┌─ TEXTAUSZUG
Im konkreten Fall hatten institutionelle Anleger aus dem Bereich der öffentlichen Altersvorsorge als Minderheitsaktionäre eines internationalen Automobilkonzerns aus Niedersachsen einen Ergänzungsantrag zur Tagesordnung der Hauptversammlung der Gesellschaft gestellt. Der Ergänzungsantrag war darauf gerichtet, die Hauptversammlung über eine Änderung der Satzung der Gesellschaft abstimmen zu lassen. Die Satzung sollte dahingehend geändert werden, dass die Nachhaltigkeitsberichtserstattung gemäß §§ 289b, 315 Handelsgesetzbuch auch sämtliche direkten und indirekten Lobbyaktivitäten des Konzerns im Themenkomplex des Klimawandels offenzulegen hat.

Die Verwaltung der Gesellschaft wies diesen Ergänzungsantrag als unzulässig zurück. Sie argumentierte, dass eine derartige Satzungsänderung gegen die Satzungsstrenge des Aktiengesetz (§ 23 Absatz 5 Aktiengesetz) verstoßen würde. Im Aktienrecht darf von den Regelungen des Aktiengesetzes nämlich nur dann durch die Satzung der Gesellschaft abgewichen werden, wenn das Aktiengesetz dies vorsieht. Im hier vorliegenden Fall würde diese weitreichende Offenlegungspflicht in die Geschäftsführungsautonomie des Vorstands, die insbesondere in § 76 Absatz 1 AktG geregelt ist, eingreifen. Diese Geschäftsführungsautonomie sehe jedoch keinen entsprechenden Raum für eine konkretisierende Satzungsregelung vor.
└─
┌─ ERFASSTE DATEN
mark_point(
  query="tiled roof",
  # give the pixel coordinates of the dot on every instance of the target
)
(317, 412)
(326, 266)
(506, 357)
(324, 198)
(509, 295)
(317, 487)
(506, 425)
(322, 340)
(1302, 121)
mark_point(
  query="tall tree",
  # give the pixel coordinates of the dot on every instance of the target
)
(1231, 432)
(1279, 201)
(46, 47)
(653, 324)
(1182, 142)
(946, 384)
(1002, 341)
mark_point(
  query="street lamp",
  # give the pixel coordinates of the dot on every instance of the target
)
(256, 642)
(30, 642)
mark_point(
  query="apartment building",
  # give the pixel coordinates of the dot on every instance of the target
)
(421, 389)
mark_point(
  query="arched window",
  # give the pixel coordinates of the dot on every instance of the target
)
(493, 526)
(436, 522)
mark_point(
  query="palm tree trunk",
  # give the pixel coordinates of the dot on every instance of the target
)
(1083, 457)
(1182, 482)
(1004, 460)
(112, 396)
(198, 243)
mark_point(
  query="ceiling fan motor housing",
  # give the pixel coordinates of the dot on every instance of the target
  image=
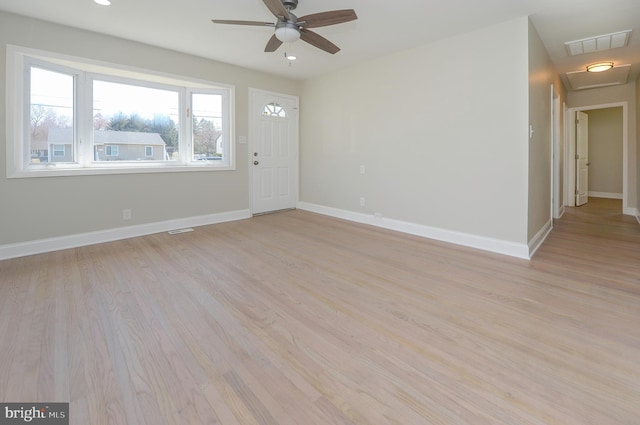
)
(290, 4)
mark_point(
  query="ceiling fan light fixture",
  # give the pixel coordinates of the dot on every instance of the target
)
(600, 67)
(287, 33)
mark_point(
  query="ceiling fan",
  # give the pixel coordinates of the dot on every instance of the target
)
(290, 28)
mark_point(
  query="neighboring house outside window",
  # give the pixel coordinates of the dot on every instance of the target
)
(58, 150)
(143, 121)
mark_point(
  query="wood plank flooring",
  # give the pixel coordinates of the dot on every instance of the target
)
(297, 318)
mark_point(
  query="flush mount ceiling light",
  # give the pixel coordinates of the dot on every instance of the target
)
(600, 67)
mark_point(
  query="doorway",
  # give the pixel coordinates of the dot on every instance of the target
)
(570, 163)
(273, 151)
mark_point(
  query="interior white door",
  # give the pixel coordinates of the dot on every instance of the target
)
(582, 158)
(273, 151)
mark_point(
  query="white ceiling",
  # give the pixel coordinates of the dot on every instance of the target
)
(383, 27)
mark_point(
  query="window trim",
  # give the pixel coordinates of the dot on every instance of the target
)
(17, 113)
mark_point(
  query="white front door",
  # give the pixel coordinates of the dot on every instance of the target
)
(273, 151)
(582, 158)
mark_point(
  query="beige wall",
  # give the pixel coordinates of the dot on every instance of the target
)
(441, 130)
(607, 95)
(605, 150)
(637, 115)
(541, 77)
(38, 208)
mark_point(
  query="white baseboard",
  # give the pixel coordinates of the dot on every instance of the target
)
(73, 241)
(607, 195)
(539, 238)
(473, 241)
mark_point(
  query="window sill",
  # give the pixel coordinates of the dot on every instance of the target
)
(54, 171)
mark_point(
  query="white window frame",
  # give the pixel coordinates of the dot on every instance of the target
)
(85, 70)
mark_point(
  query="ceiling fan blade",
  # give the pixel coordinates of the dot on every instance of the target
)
(254, 23)
(323, 19)
(318, 41)
(277, 8)
(272, 44)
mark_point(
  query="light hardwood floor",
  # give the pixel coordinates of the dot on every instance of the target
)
(297, 318)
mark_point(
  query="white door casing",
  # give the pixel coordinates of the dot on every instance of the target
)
(273, 151)
(582, 158)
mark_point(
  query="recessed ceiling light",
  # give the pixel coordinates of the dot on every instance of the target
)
(600, 67)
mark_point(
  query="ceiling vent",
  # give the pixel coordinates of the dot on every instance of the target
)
(598, 43)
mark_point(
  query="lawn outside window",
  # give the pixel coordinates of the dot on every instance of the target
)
(71, 116)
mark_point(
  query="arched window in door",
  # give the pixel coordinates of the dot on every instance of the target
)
(274, 110)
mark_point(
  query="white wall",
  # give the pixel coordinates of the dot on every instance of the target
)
(441, 130)
(541, 77)
(39, 208)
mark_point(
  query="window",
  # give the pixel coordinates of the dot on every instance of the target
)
(51, 118)
(58, 150)
(274, 110)
(69, 117)
(111, 150)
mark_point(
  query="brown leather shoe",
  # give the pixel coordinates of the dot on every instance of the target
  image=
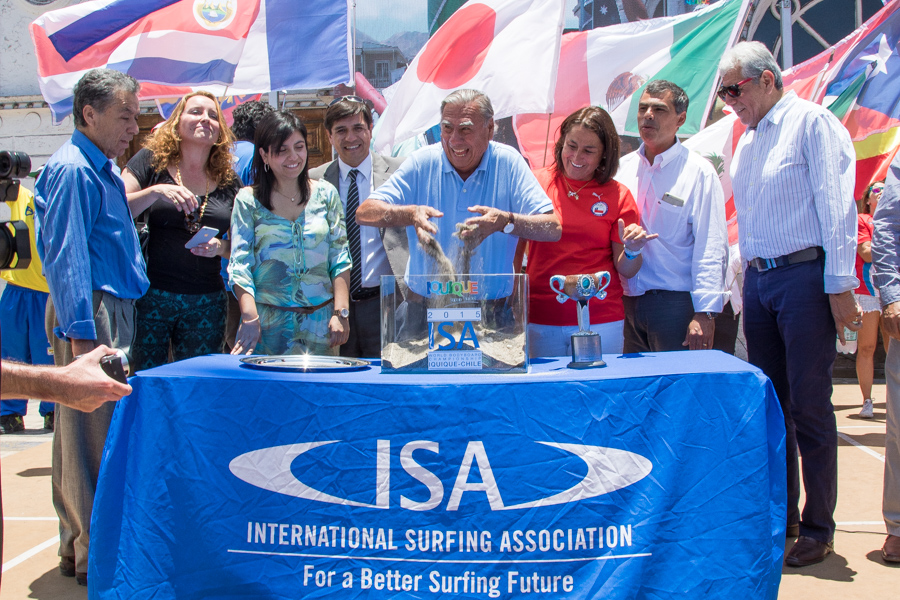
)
(891, 550)
(807, 551)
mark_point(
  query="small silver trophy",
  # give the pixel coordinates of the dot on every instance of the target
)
(586, 347)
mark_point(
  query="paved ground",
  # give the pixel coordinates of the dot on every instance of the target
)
(855, 571)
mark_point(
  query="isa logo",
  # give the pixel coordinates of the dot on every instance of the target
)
(452, 340)
(451, 288)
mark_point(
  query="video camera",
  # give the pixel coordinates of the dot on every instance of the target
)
(15, 247)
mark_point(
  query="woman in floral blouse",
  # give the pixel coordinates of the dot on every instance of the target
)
(290, 264)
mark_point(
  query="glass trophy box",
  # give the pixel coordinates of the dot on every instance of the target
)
(454, 324)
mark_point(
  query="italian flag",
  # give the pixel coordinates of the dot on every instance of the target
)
(610, 66)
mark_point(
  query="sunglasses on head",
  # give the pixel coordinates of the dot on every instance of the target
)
(733, 91)
(347, 99)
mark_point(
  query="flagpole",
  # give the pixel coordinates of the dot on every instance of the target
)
(815, 90)
(353, 41)
(547, 139)
(787, 36)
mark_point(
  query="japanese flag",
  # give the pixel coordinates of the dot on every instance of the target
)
(508, 49)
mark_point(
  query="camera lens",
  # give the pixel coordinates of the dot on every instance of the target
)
(14, 165)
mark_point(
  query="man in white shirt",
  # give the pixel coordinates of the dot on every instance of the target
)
(357, 172)
(672, 302)
(793, 175)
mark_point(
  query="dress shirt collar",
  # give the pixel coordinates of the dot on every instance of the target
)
(364, 168)
(777, 112)
(446, 167)
(664, 158)
(90, 149)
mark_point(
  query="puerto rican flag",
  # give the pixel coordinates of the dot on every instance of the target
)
(173, 47)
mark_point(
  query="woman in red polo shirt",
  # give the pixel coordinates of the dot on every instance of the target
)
(600, 232)
(867, 338)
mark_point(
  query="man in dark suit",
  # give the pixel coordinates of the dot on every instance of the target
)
(375, 252)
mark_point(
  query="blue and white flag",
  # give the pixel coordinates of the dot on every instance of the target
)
(174, 47)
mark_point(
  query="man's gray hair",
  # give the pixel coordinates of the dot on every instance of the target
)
(98, 88)
(464, 97)
(659, 87)
(753, 58)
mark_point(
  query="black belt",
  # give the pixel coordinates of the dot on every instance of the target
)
(365, 294)
(766, 264)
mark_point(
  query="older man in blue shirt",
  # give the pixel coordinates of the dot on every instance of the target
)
(482, 185)
(95, 272)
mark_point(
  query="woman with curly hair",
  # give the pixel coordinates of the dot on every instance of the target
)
(600, 232)
(867, 297)
(184, 177)
(290, 263)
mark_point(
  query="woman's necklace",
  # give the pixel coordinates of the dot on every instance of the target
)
(192, 220)
(285, 196)
(574, 193)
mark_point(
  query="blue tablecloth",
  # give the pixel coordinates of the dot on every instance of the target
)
(659, 476)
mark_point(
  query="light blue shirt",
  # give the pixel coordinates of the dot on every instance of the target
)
(502, 180)
(793, 180)
(86, 237)
(679, 197)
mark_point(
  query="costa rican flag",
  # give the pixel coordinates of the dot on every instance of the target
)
(173, 47)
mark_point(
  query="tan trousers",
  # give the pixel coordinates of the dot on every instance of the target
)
(78, 437)
(891, 497)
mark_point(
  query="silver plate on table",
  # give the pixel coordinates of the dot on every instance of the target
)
(305, 362)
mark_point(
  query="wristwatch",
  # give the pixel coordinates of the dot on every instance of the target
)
(511, 225)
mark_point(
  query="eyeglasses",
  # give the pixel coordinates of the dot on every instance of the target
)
(347, 99)
(733, 91)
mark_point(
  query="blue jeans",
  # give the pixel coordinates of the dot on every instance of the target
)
(23, 338)
(657, 321)
(790, 336)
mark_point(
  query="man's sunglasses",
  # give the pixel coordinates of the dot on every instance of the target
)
(733, 91)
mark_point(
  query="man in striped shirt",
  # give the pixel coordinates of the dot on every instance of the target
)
(793, 175)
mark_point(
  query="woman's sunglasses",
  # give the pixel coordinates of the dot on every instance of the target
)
(347, 99)
(733, 91)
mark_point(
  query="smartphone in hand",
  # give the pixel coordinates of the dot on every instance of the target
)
(201, 237)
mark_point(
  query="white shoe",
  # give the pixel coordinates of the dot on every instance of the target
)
(867, 412)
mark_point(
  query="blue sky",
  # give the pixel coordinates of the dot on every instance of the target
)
(383, 18)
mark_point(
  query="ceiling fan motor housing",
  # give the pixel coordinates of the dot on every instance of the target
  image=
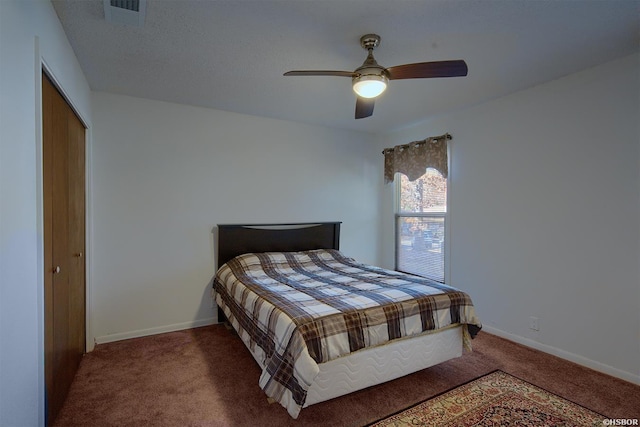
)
(370, 73)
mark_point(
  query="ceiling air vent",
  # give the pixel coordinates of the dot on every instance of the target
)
(128, 12)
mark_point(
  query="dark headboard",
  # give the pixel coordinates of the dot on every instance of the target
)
(238, 239)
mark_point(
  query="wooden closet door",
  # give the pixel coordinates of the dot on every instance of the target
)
(64, 235)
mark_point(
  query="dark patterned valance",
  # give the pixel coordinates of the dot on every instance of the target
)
(414, 158)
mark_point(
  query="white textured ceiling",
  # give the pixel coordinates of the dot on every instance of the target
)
(231, 55)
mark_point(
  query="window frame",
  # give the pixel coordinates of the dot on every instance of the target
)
(444, 215)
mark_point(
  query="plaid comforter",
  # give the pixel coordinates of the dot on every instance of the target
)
(297, 309)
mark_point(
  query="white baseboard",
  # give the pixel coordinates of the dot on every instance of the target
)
(153, 331)
(580, 360)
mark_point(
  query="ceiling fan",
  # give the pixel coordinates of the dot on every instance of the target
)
(370, 79)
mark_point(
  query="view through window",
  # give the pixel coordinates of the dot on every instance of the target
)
(420, 224)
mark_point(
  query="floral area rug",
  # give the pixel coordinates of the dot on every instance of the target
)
(496, 399)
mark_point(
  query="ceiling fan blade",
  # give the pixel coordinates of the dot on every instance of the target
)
(423, 70)
(364, 107)
(319, 73)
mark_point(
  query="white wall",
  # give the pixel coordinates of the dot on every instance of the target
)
(165, 174)
(30, 34)
(544, 201)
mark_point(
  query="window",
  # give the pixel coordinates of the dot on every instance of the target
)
(421, 208)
└─
> IHRE AUFGABEN
**A.** Warum wies die Verwaltung der Gesellschaft den Ergänzungsantrag laut Textauszug als unzulässig zurück? Antworten Sie in ein bis drei Sätzen.
**B.** Zitieren Sie aus dem Textauszug den Abschnitt, der mit den Worten „Die Verwaltung der“ beginnt und mit „konkretisierende Satzungsregelung vor.“ endet.
Die Daten haben mit dem Textauszug nichts zu tun.

> LÖSUNGEN DER AUFGABEN
**A.** Die Verwaltung hielt die beantragte Satzungsänderung für einen Verstoß gegen die Satzungsstrenge nach § 23 Absatz 5 Aktiengesetz, weil die Satzung vom Aktiengesetz nur abweichen darf, wo das Gesetz es vorsieht. Die weitreichende Offenlegungspflicht würde in die Geschäftsführungsautonomie des Vorstands nach § 76 Absatz 1 AktG eingreifen. Diese lässt nach ihrer Auffassung keinen Raum für eine solche konkretisierende Satzungsregelung.

**B.**
Die Verwaltung der Gesellschaft wies diesen Ergänzungsantrag als unzulässig zurück. Sie argumentierte, dass eine derartige Satzungsänderung gegen die Satzungsstrenge des Aktiengesetz (§ 23 Absatz 5 Aktiengesetz) verstoßen würde. Im Aktienrecht darf von den Regelungen des Aktiengesetzes nämlich nur dann durch die Satzung der Gesellschaft abgewichen werden, wenn das Aktiengesetz dies vorsieht. Im hier vorliegenden Fall würde diese weitreichende Offenlegungspflicht in die Geschäftsführungsautonomie des Vorstands, die insbesondere in § 76 Absatz 1 AktG geregelt ist, eingreifen. Diese Geschäftsführungsautonomie sehe jedoch keinen entsprechenden Raum für eine konkretisierende Satzungsregelung vor.